DATA PROVIDED =>
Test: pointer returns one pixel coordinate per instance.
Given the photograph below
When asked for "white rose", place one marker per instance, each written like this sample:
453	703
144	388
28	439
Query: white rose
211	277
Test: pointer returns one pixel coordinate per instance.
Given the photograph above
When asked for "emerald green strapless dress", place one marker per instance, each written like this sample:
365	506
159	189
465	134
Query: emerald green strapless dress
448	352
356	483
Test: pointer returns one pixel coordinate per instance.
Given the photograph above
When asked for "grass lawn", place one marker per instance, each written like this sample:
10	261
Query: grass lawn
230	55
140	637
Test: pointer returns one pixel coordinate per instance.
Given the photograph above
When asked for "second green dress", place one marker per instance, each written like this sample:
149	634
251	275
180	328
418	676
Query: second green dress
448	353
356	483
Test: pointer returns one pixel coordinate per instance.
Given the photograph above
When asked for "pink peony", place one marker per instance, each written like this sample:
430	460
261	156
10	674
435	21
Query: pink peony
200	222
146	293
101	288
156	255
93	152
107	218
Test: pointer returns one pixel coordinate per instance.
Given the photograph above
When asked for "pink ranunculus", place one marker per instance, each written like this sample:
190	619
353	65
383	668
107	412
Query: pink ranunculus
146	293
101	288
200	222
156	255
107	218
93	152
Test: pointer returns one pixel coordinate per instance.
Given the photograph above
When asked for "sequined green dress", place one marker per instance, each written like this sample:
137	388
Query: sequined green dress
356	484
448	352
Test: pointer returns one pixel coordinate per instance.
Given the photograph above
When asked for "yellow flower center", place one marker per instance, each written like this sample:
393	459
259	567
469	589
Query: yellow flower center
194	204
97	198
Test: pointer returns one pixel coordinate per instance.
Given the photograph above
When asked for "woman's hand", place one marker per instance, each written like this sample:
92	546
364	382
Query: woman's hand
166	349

* * *

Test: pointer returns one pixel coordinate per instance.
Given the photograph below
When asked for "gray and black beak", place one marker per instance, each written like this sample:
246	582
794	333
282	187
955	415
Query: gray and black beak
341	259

PROBLEM STATEMENT => Find every line in the material above that contains the word "ranunculus" and copy each of those lines.

EXERCISE RESPONSE =>
When asked for "pink ranunculus", place one marker per instance, each written like this sample:
Query: pink ranunculus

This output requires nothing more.